• _WHAT IS REQUIRED_: Gather every line of the records below that contains the word "black". Case counts.

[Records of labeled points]
Start
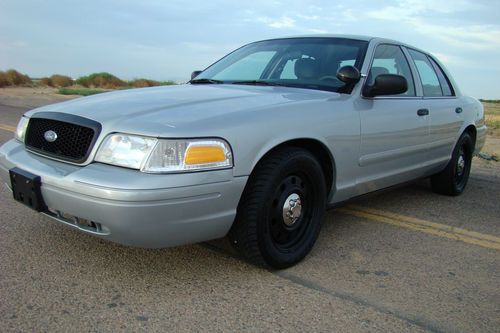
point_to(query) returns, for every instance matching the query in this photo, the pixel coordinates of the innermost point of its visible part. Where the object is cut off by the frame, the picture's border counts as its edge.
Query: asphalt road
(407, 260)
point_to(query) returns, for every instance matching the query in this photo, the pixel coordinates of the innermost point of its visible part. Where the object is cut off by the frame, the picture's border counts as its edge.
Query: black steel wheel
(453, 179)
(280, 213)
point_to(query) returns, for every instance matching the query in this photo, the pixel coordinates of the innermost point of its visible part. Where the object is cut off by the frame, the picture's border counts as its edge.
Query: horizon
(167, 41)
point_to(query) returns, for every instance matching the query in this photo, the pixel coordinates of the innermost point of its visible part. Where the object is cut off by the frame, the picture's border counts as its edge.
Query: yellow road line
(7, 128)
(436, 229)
End
Start
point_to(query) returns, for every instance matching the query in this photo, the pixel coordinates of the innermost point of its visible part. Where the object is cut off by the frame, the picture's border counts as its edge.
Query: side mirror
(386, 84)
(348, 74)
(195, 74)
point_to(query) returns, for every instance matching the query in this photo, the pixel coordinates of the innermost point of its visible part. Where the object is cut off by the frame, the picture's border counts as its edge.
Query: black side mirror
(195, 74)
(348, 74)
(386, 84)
End
Start
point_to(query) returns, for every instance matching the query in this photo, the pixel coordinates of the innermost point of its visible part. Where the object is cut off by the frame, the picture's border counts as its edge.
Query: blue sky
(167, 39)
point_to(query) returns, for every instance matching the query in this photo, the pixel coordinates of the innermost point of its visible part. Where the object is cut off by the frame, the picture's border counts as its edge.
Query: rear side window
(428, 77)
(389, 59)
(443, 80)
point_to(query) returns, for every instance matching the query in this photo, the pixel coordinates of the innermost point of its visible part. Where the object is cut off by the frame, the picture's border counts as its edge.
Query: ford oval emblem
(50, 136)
End
• _COMPLETE RESPONSE_:
Query: black steel wheel
Query: black side mirror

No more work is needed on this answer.